**Exercise objective**
Gather every line from the listing below that contains the string "water", and copy each one in full. Case counts when matching.

_ _ _ _ _

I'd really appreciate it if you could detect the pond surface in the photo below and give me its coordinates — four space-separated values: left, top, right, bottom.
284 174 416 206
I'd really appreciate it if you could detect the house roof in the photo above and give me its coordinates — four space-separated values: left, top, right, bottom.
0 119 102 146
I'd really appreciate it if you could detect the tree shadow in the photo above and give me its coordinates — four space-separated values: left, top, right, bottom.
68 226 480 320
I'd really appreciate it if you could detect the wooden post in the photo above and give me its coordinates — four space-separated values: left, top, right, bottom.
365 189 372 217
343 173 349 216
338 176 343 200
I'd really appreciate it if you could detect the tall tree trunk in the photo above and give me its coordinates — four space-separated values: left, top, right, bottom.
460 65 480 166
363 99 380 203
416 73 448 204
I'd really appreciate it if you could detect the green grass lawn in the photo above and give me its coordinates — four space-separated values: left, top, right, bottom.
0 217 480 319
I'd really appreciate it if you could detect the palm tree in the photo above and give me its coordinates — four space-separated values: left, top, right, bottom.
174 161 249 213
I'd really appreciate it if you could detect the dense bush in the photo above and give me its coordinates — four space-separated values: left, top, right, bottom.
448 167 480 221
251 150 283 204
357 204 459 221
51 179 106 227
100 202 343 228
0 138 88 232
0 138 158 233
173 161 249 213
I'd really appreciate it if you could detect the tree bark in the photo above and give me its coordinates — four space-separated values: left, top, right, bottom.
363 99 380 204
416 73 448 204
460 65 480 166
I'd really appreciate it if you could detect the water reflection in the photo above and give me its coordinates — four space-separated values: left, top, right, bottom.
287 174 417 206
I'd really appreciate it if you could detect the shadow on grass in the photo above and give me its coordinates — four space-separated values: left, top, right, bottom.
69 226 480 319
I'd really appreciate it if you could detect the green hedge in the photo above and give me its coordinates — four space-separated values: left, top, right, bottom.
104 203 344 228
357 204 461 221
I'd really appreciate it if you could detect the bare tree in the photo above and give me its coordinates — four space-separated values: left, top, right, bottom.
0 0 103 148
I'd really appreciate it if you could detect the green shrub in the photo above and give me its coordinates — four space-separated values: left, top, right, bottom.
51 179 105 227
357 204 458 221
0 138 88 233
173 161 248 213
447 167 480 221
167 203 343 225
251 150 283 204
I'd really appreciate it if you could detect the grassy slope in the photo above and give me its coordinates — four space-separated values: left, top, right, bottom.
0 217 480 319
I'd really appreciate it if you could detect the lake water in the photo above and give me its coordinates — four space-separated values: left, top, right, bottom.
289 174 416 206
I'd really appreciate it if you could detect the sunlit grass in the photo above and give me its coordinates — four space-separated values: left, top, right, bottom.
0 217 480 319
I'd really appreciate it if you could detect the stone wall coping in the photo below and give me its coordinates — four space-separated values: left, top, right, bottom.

_ _ _ _ _

**Exercise answer**
I'd really appreciate it if you could detect the water reflection in the photo above and give me its coordinates — four space-separated values: left, top, right, bottom.
I'd really appreciate it if you could detect the lake water in the photo above and give me its coordinates — four space-separated values: left, top, right, bottom.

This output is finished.